──────── Data for the task

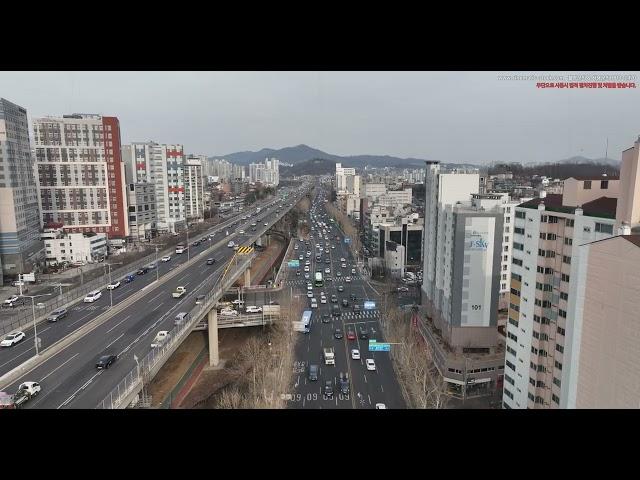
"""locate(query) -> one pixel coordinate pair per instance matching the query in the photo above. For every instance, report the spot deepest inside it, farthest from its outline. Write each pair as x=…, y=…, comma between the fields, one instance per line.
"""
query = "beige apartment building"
x=607, y=373
x=551, y=241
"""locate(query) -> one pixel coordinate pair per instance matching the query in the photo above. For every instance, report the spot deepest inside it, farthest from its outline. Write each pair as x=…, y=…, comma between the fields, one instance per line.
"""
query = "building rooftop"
x=635, y=239
x=604, y=207
x=594, y=177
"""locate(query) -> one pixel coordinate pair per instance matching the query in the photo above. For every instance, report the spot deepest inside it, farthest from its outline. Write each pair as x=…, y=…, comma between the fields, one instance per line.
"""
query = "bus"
x=304, y=324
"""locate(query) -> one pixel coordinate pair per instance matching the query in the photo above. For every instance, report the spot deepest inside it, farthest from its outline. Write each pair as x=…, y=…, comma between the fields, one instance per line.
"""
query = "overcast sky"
x=470, y=117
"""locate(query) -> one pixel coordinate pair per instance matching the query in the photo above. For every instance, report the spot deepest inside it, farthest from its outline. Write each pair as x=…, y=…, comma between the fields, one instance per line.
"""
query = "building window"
x=604, y=228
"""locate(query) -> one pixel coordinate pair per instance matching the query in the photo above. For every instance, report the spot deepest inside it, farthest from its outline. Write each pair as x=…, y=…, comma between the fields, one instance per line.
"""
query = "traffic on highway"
x=84, y=372
x=334, y=367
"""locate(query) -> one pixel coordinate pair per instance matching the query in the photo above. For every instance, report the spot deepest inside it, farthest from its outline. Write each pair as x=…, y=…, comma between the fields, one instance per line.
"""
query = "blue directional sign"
x=374, y=346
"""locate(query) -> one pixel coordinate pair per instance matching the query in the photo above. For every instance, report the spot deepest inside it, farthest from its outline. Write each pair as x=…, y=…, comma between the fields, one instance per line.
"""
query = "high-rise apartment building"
x=162, y=166
x=193, y=186
x=461, y=281
x=548, y=232
x=267, y=173
x=80, y=173
x=20, y=246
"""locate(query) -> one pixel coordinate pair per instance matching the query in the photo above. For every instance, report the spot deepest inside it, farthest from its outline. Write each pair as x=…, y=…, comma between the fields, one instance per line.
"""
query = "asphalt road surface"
x=367, y=388
x=69, y=379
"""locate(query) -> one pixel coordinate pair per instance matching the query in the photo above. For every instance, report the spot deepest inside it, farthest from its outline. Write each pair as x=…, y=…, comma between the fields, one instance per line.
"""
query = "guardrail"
x=122, y=395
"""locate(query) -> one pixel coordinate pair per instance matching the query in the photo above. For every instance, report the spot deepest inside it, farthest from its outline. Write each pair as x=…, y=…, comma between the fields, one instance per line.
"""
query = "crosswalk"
x=337, y=280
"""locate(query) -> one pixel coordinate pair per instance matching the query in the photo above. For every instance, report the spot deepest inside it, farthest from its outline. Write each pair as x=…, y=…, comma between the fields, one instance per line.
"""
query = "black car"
x=313, y=372
x=57, y=315
x=328, y=388
x=344, y=384
x=106, y=361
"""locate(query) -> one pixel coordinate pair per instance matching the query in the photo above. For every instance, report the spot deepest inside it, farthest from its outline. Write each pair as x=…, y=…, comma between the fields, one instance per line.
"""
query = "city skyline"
x=457, y=117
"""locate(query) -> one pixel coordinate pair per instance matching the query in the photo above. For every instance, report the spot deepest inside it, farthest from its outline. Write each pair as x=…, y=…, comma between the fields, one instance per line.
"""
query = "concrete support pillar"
x=214, y=357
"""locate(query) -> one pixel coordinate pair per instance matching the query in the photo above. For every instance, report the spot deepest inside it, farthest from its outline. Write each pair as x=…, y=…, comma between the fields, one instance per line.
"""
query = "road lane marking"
x=121, y=335
x=58, y=367
x=79, y=320
x=127, y=317
x=159, y=305
x=160, y=294
x=19, y=355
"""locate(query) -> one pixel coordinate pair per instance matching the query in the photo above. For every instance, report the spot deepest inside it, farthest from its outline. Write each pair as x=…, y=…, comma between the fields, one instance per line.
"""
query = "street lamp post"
x=33, y=309
x=111, y=290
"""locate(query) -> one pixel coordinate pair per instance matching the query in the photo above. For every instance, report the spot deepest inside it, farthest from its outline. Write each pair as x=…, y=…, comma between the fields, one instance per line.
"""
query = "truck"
x=26, y=391
x=329, y=356
x=161, y=337
x=178, y=292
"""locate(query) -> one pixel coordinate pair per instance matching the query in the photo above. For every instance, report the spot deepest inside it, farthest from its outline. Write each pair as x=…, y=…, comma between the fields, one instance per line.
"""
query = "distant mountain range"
x=303, y=153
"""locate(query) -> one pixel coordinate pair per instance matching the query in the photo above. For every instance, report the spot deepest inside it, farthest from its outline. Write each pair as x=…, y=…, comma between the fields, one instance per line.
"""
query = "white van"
x=92, y=296
x=181, y=318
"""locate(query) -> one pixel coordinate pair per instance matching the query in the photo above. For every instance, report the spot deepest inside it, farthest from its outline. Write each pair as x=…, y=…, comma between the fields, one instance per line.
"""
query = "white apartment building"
x=80, y=173
x=502, y=201
x=193, y=186
x=73, y=247
x=461, y=280
x=162, y=166
x=548, y=232
x=267, y=173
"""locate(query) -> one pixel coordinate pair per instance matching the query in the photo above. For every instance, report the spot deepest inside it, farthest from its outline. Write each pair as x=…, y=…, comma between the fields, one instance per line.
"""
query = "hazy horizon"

────────────────

Aim of the task: A word-for-word copy of the records is required. Leave out every picture.

Solution to this exercise:
"""locate(query) -> one pixel coordinate pair per instance matching the query in the photo above. For every instance, report the spot deepest inside it, farthest from its outline. Write each pair as x=…, y=…, comma between the fields, one instance per line.
"""
query = "beige apartment building"
x=607, y=373
x=551, y=241
"""locate(query) -> one pixel coordinate pair per instance matching the query in the photo above. For every instance, report the spot deepest inside it, farthest from its outline. Write each pair as x=…, y=…, comma between the fields, one instance per line.
"""
query = "building rooftop"
x=635, y=239
x=604, y=207
x=594, y=177
"""locate(query) -> one pixel coordinate pair per instance matching the query in the photo above. For every instance, report the spot deepest inside it, farthest from its outline. Write each pair as x=…, y=…, comma between the fields, one instance per line.
"""
query = "bus"
x=304, y=324
"""locate(query) -> one pixel coordinate pair per instance matching the query in the photo above. For every instance, report the spot deepest inside it, farthest from its outline. Write each pair as x=…, y=…, comma between the fields, one instance per line.
"""
query = "overcast sky"
x=470, y=117
"""locate(query) -> one pixel coordinate pair per instance matching the query in the photo above. For every instance, report the spot deepest inside it, farthest from its outline. Write each pair as x=…, y=…, comma between the fields, one instance per line.
"""
query = "building window"
x=604, y=228
"""locate(query) -> one pixel coordinate pair per instance matching the query in the photo above. For every instance, report the spot deepest inside it, farthest from its outline. Write each pair as x=…, y=…, comma between the fields, one instance per line.
"""
query = "traffic on highway"
x=84, y=372
x=334, y=367
"""locate(query) -> one pixel coordinate pair per instance matching the query in the photo above. For every instance, report the spot deepest inside it, farthest from its outline. Write each pair as x=…, y=…, comma between the fields, one instance per line.
"""
query = "blue directional sign"
x=374, y=346
"""locate(query) -> one pixel coordinate pair per instance matching the query in the photo above. For every instance, report the spot deepest inside it, farthest from its outline. Write each pair as x=…, y=…, comma between the fields, one instance per line.
"""
query = "high-rise apartment building"
x=162, y=166
x=193, y=186
x=461, y=281
x=548, y=232
x=267, y=173
x=80, y=173
x=20, y=246
"""locate(query) -> one pixel coordinate pair per instance matching the query in the photo above. For every instance, report the spot deepest inside it, farthest from its outline. Write each pair as x=…, y=…, comma between the fields, one instance per line.
"""
query = "asphalt road surface"
x=367, y=388
x=69, y=379
"""locate(query) -> one pixel coordinate pair per instance matching the query in the photo above. For every instance, report the spot deepest inside it, farthest from its outline. Write each pair as x=…, y=…, comma between the fields, one instance per line.
"""
query = "guardrail"
x=122, y=395
"""locate(query) -> one pixel coordinate pair per instance matching the query in the photo above. For every instance, report the spot deepest inside it, farthest from its outline. Write each pair as x=…, y=…, comma between the fields, one instance per line.
"""
query = "crosswalk"
x=337, y=280
"""locate(query) -> one pixel coordinate pair per instance matching the query in the photo above. For every instance, report the spot deepest inside it, farthest from its outline. Write each pair as x=…, y=…, comma between the fields, one instance per line.
"""
query = "black car"
x=313, y=372
x=57, y=315
x=328, y=388
x=344, y=384
x=106, y=361
"""locate(query) -> one pixel coordinate pair per instance matching the query in the photo above. For every instance, report the spot deepest inside it, farthest from its outline. Write each pair as x=…, y=…, comma between the fields, one instance per line.
"""
query = "city skyline"
x=457, y=117
"""locate(query) -> one pixel coordinate pair per instance matching the query in the photo above. For every instance, report the spot deepest inside it, farthest from its outline. Write each pair as x=…, y=…, comma between the fields, one instance per line.
"""
query = "concrete support pillar"
x=214, y=357
"""locate(query) -> one pixel coordinate pair per instance matching the query in the photo above. For every instance, report the spot deepest inside it, farthest from its outline. Write each pair as x=…, y=…, comma between the fields, one instance per line.
"""
query = "road lane marking"
x=121, y=335
x=58, y=367
x=79, y=320
x=127, y=317
x=159, y=305
x=160, y=294
x=19, y=355
"""locate(query) -> one pixel coordinate pair per instance matching the query in the photo above. For every instance, report the spot deepest inside it, farthest from its outline. Write each pair as x=…, y=…, comma between the fields, one instance per line.
"""
query = "street lamp post"
x=33, y=309
x=111, y=290
"""locate(query) -> one pixel coordinate pair per instance matching the query in the photo above. For every instance, report the spot deepest inside it, farthest from its outline. Write each pair as x=…, y=…, comma between the fields, one instance per line.
"""
query = "truck"
x=26, y=391
x=329, y=356
x=161, y=337
x=178, y=292
"""locate(query) -> one pixel coordinate pair per instance matching the query in the photo above. For every instance, report the spot deepest inside it, farthest from its outline. Write each pair as x=…, y=…, comma between the fields, one instance per line.
"""
query = "distant mountain range"
x=303, y=153
"""locate(query) -> one pixel coordinate pair per instance matching the query in the photo above. For every instance, report the spot deepest inside it, farthest from its outline. Write each pair as x=…, y=…, comma between the fields, one instance per line.
"""
query = "white van"
x=92, y=296
x=181, y=318
"""locate(query) -> one pixel coordinate pair per instance matching the query in the photo above. For every instance, report the spot deepest inside it, farthest from its outline. Write each pair as x=…, y=…, comma between the fields, one instance per line.
"""
query = "white apartment building"
x=80, y=173
x=502, y=201
x=193, y=186
x=73, y=247
x=461, y=280
x=162, y=166
x=548, y=232
x=267, y=173
"""locate(query) -> one pixel coordinate pair per instance matching the query in the photo above. For every instance, report the spot deepest inside it, farthest from its outline. Write each pair as x=…, y=…, comma between the fields, one instance per line.
"""
query = "hazy horizon"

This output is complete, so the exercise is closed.